WHAT THIS TASK INVOLVES → Search the entries for the word "opening" and return every line where it is found.

Point-per-instance localization data →
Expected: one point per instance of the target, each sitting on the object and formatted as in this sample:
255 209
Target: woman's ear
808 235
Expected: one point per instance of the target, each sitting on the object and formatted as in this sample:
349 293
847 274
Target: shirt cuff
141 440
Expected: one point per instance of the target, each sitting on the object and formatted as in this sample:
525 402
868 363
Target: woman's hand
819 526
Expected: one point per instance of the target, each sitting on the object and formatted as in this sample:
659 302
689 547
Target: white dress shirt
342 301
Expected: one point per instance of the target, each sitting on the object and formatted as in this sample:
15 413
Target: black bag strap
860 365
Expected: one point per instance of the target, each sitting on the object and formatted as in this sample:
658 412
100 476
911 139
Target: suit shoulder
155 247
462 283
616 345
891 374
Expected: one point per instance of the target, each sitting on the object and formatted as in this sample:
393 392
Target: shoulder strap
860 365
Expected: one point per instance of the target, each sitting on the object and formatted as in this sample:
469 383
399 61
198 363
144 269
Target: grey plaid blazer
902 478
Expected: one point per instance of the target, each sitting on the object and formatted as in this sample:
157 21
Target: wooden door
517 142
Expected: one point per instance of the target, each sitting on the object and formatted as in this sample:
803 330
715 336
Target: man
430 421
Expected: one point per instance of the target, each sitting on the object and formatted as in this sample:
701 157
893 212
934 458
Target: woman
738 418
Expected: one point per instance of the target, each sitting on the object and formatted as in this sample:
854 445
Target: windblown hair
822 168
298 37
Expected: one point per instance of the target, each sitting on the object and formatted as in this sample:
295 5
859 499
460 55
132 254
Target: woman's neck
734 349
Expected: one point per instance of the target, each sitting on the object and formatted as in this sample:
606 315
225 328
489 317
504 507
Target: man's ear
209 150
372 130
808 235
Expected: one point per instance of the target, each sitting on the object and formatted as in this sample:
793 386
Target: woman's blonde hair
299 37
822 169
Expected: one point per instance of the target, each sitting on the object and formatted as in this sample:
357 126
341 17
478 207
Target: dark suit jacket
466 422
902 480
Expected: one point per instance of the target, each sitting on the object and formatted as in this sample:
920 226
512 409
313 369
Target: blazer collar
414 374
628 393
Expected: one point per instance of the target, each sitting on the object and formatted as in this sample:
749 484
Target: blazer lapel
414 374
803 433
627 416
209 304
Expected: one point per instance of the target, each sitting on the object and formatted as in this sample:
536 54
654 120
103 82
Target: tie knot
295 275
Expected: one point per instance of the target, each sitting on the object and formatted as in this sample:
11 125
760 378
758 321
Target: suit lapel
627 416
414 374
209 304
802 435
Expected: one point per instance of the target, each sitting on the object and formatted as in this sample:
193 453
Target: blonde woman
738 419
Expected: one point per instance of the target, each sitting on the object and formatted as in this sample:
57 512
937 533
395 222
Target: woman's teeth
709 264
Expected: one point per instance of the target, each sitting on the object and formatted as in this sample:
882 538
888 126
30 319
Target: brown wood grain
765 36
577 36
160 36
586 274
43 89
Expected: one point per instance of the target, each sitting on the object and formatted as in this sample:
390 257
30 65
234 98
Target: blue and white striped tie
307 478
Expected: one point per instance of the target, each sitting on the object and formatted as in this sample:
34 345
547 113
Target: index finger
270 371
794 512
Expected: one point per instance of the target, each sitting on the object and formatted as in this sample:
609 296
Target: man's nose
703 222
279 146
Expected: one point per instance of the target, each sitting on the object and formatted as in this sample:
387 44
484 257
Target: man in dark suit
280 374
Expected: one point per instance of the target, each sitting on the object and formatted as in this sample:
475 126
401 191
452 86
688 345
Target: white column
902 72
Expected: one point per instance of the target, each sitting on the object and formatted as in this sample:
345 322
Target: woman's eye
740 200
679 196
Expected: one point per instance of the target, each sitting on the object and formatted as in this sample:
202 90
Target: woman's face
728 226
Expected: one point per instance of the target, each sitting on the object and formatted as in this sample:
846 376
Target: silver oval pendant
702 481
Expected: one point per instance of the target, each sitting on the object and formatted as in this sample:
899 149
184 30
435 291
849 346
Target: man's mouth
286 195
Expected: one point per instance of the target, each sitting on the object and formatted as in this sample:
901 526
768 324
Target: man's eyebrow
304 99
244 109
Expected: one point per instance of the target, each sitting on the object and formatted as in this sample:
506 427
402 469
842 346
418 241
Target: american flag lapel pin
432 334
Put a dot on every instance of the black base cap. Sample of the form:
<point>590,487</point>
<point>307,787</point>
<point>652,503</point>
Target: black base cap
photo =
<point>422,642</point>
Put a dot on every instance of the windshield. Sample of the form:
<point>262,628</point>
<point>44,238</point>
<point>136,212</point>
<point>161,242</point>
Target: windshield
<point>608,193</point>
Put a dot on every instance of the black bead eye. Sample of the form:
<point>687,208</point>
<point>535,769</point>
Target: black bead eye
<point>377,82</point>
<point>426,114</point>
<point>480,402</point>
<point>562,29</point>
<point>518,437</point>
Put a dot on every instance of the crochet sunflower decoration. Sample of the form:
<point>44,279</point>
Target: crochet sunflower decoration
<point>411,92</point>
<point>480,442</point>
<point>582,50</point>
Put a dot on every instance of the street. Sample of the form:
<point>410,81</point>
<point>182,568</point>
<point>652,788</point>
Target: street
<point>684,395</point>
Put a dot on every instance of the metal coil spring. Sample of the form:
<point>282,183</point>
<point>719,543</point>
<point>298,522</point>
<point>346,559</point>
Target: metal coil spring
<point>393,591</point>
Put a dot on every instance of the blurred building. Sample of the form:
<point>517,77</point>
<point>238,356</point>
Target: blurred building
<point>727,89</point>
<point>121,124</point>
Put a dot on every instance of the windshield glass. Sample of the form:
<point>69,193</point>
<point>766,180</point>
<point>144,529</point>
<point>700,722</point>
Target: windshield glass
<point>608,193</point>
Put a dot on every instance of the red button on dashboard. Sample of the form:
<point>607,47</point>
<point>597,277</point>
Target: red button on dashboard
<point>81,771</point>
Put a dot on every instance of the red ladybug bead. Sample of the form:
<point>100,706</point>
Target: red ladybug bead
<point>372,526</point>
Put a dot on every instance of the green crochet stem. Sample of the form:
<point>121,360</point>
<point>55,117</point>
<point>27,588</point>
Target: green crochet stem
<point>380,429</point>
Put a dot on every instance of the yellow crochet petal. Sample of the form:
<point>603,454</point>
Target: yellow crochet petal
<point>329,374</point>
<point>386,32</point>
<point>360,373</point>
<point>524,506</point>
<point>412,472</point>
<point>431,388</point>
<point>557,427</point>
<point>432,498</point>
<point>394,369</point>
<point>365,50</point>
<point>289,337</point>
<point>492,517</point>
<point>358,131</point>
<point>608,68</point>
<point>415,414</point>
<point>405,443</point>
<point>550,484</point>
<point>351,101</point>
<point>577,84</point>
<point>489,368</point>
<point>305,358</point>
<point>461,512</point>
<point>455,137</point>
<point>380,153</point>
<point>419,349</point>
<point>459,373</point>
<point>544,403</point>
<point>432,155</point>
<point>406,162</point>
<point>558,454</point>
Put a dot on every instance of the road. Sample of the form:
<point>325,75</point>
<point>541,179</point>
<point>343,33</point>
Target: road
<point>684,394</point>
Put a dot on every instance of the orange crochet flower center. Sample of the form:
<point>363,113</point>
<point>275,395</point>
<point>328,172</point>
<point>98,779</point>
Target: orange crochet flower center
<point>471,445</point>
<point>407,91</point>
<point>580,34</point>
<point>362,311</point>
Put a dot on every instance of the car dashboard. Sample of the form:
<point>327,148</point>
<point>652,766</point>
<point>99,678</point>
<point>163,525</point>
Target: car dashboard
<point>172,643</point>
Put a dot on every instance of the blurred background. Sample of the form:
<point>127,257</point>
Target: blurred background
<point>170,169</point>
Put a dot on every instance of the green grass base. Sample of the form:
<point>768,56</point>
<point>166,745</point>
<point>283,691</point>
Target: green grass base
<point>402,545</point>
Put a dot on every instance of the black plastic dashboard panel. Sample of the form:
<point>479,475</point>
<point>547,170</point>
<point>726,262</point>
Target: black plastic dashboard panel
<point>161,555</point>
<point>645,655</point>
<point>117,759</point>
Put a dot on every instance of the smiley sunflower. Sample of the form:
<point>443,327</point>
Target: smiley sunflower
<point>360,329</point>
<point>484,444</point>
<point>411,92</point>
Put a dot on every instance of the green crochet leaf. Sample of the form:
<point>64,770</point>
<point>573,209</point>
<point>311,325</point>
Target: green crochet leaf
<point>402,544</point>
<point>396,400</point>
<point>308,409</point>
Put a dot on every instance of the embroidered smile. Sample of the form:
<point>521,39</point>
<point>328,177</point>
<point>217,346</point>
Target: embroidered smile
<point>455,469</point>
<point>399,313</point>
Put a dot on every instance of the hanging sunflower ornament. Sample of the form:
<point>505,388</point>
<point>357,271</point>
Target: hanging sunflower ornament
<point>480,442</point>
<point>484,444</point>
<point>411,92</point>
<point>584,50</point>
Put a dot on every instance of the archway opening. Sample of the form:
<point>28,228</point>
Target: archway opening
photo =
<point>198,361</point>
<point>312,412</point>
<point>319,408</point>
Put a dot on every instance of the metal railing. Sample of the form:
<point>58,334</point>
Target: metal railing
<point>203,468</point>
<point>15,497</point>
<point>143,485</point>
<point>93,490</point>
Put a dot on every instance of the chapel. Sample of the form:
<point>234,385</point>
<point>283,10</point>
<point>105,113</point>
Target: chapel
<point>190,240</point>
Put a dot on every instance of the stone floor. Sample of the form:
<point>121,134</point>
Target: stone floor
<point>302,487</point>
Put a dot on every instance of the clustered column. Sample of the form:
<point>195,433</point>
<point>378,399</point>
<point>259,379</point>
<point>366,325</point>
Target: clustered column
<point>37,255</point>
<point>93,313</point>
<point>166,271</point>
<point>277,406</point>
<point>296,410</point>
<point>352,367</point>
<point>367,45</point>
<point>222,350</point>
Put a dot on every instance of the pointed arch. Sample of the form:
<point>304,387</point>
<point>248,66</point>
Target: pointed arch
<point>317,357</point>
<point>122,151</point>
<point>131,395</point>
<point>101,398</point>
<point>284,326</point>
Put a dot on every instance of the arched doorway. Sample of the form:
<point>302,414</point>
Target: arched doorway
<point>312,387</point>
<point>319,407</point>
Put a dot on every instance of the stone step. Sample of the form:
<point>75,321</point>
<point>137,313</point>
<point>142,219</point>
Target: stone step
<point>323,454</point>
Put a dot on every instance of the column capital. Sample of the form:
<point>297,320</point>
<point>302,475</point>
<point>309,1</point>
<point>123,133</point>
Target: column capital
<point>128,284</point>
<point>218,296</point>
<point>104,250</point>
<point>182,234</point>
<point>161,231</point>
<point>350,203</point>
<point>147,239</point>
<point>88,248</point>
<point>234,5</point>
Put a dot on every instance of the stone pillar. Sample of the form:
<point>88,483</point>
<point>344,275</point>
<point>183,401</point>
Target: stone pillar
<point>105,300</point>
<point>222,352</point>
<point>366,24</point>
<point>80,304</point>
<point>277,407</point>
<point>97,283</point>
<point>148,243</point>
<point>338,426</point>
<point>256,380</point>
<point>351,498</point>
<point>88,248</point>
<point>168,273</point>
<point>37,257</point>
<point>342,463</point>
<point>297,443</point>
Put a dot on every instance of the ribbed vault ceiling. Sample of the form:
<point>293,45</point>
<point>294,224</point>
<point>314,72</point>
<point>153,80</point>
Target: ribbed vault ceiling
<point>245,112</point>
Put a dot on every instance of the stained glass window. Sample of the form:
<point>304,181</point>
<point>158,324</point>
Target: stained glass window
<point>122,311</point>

EXERCISE RESPONSE →
Put a dot on every instance of the archway opening. Sample of the form:
Target: archway opening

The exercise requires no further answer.